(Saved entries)
-- begin --

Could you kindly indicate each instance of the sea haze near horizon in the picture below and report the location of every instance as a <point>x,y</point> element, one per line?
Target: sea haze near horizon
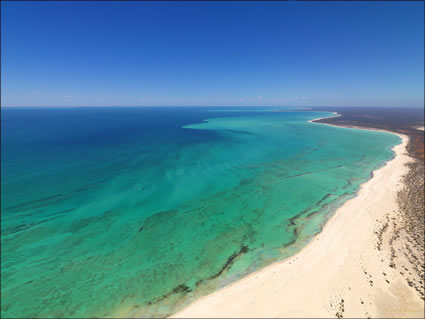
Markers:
<point>138,211</point>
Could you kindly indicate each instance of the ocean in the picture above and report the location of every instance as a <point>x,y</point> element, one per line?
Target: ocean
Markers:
<point>127,211</point>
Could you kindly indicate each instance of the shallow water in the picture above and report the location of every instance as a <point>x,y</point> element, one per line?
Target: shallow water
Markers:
<point>137,211</point>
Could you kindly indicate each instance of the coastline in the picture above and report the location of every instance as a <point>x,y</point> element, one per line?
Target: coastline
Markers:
<point>342,272</point>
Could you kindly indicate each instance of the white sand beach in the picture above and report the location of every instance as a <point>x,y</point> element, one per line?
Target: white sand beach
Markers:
<point>340,273</point>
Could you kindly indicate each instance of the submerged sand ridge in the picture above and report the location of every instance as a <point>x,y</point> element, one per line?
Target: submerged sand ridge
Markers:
<point>346,271</point>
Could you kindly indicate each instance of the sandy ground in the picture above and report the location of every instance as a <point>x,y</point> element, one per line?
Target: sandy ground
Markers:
<point>341,273</point>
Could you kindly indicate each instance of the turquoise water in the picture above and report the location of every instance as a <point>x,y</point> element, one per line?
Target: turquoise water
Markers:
<point>138,211</point>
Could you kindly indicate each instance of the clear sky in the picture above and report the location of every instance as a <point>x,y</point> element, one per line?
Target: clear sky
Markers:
<point>212,53</point>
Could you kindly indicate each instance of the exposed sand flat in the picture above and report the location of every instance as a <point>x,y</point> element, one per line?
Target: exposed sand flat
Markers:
<point>341,273</point>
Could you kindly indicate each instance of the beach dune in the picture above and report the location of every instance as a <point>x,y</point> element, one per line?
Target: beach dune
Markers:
<point>341,273</point>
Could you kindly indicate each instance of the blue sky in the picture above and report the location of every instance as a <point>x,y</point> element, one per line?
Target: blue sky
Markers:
<point>212,53</point>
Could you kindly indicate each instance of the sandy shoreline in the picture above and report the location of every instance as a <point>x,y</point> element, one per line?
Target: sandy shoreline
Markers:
<point>340,273</point>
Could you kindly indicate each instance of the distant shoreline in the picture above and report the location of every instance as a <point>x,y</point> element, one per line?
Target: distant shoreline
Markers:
<point>341,272</point>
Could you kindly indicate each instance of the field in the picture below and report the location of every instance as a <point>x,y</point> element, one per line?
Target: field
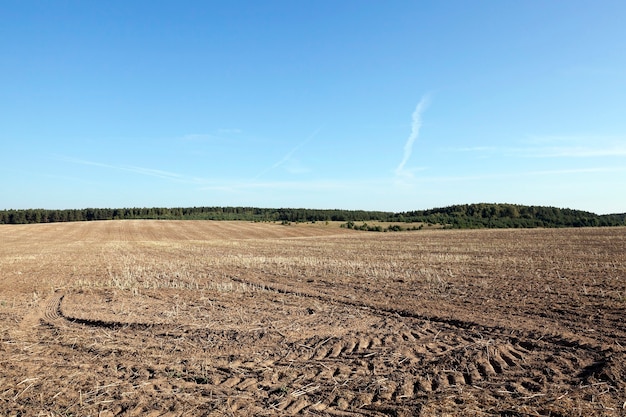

-- end --

**EXERCISE GOAL:**
Reproduce the stretch of the listing from the line containing "Could you kindly indicate each instance of the ocean" through the line containing "<point>137,211</point>", switching every "Markers" to "Locations" and leaving all else unchanged.

**WRITTEN REPLY:**
Could you kindly indicate each instance of the ocean in the picture above and report the location of every instance as a <point>x,y</point> element, one per line?
Target: ocean
Locations:
<point>127,211</point>
Could you kindly indicate each instance of the shallow water in the picture above and report the location of every instance as a <point>x,y</point> element, one per line?
Target: shallow water
Locations:
<point>137,211</point>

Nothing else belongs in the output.